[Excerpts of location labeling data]
_ _ _ _ _
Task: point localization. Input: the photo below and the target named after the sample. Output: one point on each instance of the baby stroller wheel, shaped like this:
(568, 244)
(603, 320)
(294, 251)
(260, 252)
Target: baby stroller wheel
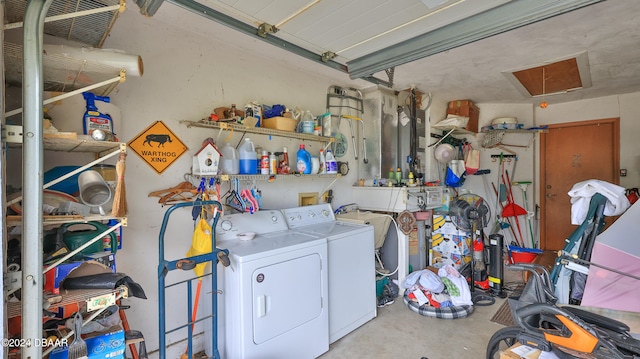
(502, 340)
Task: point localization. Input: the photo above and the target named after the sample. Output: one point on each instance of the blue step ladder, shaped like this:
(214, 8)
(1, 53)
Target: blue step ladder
(188, 263)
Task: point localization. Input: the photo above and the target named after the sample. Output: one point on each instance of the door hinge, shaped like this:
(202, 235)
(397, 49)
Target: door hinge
(12, 133)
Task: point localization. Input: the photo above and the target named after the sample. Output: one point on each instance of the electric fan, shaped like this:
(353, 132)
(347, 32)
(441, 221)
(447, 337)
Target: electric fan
(471, 213)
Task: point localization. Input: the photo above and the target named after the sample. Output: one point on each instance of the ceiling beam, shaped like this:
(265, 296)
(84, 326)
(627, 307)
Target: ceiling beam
(252, 31)
(512, 15)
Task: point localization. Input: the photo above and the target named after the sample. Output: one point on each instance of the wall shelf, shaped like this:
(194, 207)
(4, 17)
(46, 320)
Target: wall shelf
(275, 177)
(520, 130)
(257, 130)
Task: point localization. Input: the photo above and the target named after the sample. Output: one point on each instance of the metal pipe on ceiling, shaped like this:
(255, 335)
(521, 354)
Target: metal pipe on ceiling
(32, 174)
(300, 11)
(252, 31)
(514, 14)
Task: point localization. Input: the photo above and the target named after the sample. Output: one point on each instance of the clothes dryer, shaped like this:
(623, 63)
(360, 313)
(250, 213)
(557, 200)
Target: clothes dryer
(274, 298)
(351, 262)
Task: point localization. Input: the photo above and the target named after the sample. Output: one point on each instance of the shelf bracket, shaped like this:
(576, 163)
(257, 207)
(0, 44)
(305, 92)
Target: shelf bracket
(264, 29)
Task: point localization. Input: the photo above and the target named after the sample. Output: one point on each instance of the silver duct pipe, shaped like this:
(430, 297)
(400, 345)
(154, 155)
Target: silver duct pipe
(32, 176)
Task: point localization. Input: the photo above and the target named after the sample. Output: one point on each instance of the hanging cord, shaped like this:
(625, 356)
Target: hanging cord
(378, 257)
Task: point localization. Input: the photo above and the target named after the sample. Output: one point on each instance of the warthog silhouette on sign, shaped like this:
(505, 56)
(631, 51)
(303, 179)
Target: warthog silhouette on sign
(161, 139)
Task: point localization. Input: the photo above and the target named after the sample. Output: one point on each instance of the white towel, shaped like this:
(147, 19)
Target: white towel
(582, 192)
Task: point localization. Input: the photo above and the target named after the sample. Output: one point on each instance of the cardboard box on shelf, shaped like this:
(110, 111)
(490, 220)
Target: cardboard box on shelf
(465, 108)
(109, 344)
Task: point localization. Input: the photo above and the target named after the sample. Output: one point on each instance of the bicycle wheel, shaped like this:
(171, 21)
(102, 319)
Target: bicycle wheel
(502, 340)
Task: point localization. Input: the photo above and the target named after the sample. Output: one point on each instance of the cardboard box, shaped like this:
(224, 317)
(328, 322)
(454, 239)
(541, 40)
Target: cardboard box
(100, 345)
(465, 108)
(54, 277)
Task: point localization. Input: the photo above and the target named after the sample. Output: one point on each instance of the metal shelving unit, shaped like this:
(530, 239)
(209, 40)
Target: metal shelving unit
(256, 130)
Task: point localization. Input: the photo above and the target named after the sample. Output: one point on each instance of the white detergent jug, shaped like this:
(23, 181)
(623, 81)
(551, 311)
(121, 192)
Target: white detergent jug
(248, 158)
(230, 161)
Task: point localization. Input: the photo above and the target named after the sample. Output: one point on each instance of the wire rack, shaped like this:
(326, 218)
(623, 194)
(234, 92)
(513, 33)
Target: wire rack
(92, 28)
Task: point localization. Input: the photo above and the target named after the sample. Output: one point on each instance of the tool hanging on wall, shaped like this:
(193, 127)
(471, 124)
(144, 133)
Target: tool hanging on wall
(341, 103)
(523, 186)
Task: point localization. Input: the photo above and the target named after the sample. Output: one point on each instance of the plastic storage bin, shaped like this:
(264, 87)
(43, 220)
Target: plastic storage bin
(230, 161)
(248, 158)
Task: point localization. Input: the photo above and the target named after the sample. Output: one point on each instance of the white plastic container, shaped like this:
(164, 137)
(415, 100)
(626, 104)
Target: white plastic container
(230, 161)
(248, 158)
(331, 164)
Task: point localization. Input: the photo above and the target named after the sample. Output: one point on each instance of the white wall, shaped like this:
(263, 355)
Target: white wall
(623, 106)
(187, 74)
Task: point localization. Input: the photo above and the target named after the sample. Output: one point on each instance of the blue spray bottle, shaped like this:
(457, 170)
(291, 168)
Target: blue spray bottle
(94, 119)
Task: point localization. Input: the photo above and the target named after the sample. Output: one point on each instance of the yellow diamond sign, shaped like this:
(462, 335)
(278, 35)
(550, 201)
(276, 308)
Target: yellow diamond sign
(158, 146)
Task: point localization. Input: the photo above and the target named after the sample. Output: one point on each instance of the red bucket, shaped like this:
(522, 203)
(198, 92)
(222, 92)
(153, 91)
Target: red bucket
(523, 257)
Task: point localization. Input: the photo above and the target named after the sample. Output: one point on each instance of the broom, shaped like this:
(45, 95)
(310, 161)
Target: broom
(119, 208)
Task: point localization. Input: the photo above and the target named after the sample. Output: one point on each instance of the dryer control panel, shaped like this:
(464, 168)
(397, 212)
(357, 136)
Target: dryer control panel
(303, 216)
(260, 222)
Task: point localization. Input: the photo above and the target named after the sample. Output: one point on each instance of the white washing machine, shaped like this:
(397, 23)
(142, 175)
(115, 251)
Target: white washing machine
(274, 300)
(352, 282)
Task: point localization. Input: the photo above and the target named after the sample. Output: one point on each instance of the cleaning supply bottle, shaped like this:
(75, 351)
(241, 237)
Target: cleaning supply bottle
(330, 163)
(94, 119)
(303, 161)
(323, 161)
(283, 166)
(264, 163)
(248, 158)
(273, 164)
(229, 163)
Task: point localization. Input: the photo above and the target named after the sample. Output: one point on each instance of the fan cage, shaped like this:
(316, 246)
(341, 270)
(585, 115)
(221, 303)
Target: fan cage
(91, 29)
(61, 73)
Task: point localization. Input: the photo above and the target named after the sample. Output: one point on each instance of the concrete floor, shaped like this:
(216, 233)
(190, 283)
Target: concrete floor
(399, 332)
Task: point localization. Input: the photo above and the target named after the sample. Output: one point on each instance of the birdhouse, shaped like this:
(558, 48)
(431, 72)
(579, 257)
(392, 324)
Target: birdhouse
(205, 161)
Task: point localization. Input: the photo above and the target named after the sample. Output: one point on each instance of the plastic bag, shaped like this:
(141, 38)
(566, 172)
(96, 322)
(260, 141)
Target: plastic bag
(471, 160)
(455, 173)
(201, 243)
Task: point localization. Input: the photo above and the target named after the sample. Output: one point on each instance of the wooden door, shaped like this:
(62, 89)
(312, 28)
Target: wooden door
(570, 153)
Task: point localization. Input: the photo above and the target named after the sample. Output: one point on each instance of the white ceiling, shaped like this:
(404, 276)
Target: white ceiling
(608, 31)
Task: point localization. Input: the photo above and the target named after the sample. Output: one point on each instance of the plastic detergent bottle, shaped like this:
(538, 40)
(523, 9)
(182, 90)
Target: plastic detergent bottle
(323, 161)
(229, 163)
(248, 158)
(264, 163)
(330, 163)
(303, 161)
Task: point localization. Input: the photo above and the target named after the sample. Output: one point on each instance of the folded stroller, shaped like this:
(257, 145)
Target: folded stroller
(569, 284)
(566, 332)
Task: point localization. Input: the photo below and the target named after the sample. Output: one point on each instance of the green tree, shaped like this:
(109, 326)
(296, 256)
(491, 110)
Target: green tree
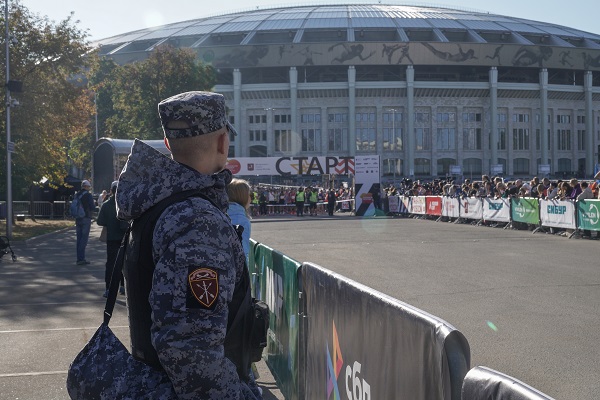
(55, 107)
(136, 89)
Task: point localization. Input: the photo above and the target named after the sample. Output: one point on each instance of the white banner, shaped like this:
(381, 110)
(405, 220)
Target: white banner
(471, 208)
(291, 165)
(394, 204)
(406, 203)
(558, 213)
(496, 210)
(419, 205)
(366, 184)
(450, 207)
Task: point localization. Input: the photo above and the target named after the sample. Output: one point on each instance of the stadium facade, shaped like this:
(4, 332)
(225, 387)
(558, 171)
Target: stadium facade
(432, 90)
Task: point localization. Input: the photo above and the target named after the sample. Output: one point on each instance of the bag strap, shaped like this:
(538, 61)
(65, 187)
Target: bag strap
(115, 278)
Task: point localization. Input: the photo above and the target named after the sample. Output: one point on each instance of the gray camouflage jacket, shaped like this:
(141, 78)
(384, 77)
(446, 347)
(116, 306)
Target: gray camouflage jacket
(198, 261)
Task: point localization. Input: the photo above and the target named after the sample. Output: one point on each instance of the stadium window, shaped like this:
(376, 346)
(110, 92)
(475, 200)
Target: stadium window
(311, 138)
(520, 139)
(422, 139)
(472, 138)
(446, 139)
(581, 139)
(335, 139)
(564, 139)
(501, 138)
(283, 140)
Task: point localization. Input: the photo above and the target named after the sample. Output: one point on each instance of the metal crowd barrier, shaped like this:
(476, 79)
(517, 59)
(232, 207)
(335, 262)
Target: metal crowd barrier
(37, 209)
(575, 216)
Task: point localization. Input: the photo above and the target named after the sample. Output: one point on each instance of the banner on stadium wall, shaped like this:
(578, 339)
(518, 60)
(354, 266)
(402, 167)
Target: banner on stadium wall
(419, 205)
(394, 204)
(434, 205)
(558, 213)
(497, 210)
(525, 209)
(362, 337)
(286, 166)
(450, 207)
(471, 208)
(366, 184)
(588, 215)
(275, 281)
(407, 202)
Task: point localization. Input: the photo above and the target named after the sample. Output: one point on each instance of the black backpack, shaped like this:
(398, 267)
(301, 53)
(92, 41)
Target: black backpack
(248, 320)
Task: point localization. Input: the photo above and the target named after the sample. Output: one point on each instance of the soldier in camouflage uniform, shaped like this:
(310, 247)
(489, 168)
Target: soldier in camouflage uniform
(196, 250)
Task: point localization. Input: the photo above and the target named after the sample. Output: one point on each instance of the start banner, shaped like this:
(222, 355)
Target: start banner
(471, 208)
(286, 166)
(558, 213)
(434, 205)
(419, 205)
(525, 209)
(497, 210)
(450, 207)
(588, 214)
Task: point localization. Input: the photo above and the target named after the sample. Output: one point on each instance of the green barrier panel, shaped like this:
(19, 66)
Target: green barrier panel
(275, 281)
(525, 209)
(588, 215)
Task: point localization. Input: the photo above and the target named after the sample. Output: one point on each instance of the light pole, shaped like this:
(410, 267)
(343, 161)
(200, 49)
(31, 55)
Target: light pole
(393, 136)
(9, 144)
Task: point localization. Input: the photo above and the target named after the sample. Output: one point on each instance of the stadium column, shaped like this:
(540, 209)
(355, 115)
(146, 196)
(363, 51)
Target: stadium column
(589, 124)
(237, 112)
(352, 110)
(494, 116)
(296, 144)
(544, 116)
(410, 121)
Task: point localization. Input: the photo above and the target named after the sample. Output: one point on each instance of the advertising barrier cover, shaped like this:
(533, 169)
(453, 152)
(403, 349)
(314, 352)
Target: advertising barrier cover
(364, 345)
(525, 209)
(588, 214)
(497, 210)
(450, 207)
(471, 208)
(275, 281)
(434, 205)
(558, 213)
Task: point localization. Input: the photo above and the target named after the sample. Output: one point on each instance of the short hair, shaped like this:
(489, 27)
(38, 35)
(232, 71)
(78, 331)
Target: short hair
(238, 191)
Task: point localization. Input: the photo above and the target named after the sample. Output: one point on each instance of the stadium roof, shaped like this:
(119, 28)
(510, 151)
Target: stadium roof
(351, 23)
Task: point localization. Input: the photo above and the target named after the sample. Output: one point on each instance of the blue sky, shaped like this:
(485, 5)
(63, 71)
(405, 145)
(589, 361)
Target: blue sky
(104, 18)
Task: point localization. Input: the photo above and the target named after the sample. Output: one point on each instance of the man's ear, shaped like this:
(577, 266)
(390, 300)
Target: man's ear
(221, 144)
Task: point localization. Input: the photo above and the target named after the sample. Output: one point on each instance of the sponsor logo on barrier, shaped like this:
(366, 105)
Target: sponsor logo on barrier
(592, 214)
(356, 388)
(495, 206)
(558, 210)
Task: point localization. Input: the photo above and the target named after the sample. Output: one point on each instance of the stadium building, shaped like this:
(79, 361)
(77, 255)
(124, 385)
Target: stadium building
(434, 91)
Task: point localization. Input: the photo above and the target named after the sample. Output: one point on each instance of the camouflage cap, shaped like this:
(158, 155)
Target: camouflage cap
(204, 112)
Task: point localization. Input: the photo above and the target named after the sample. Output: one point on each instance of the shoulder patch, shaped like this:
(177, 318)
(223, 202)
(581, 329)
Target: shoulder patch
(203, 288)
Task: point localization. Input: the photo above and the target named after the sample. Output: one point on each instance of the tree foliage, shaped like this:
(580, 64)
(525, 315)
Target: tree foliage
(54, 105)
(130, 93)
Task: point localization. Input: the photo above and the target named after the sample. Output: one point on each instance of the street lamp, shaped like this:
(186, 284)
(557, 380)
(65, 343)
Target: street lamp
(393, 136)
(9, 144)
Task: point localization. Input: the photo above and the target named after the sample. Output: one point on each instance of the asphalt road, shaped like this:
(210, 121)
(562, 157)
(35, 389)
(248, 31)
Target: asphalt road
(527, 303)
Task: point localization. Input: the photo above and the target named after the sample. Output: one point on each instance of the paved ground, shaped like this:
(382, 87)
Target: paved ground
(49, 308)
(527, 303)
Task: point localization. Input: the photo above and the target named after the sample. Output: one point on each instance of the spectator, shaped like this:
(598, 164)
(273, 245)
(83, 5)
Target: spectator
(576, 189)
(238, 192)
(115, 230)
(84, 224)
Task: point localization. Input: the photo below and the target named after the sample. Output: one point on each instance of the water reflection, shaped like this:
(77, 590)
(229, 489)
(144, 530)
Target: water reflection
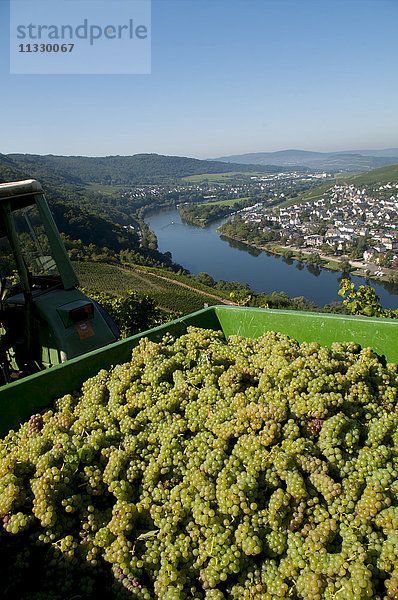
_ _ _ _ _
- **Objective**
Can you scale the data from the line containing "of the paved" through the end of the data, both ends included, by giving those lines again with their requests and multiplying every answer coordinate by 1.75, rounding to whole numbers with halves going up? Leave the pictures out.

- **Problem solution**
Task: point localization. Input: the photo above and the target named after the sample. Output: one point on each instance of the paved ground, shaped like this:
(382, 87)
Target: paved ground
(86, 539)
(922, 530)
Task: point localization. Input: the photo above and the target named after the sample. Output: one point on each instance of the spectator, shaped like this:
(598, 164)
(273, 245)
(83, 5)
Target: spectator
(1008, 331)
(417, 336)
(201, 403)
(147, 392)
Task: point localization. Input: the photo below and the target named after the sample. Output: one point on each instance of the water reflection, shaped like this:
(77, 590)
(229, 489)
(144, 530)
Target: water reflection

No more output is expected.